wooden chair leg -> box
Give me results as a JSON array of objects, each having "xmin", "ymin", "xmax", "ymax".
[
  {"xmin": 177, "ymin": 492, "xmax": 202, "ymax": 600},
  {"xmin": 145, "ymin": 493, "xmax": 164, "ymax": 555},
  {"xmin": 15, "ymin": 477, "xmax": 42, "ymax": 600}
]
- - - -
* **AIM OF THE EXERCISE**: Each line of the records should be repeated exactly as it stands.

* **SOLUTION FOR THIS EXERCISE**:
wooden chair leg -> box
Give me results as a JSON array of objects, each having "xmin", "ymin", "xmax", "ymax".
[
  {"xmin": 177, "ymin": 492, "xmax": 202, "ymax": 600},
  {"xmin": 145, "ymin": 493, "xmax": 164, "ymax": 555},
  {"xmin": 15, "ymin": 477, "xmax": 42, "ymax": 600}
]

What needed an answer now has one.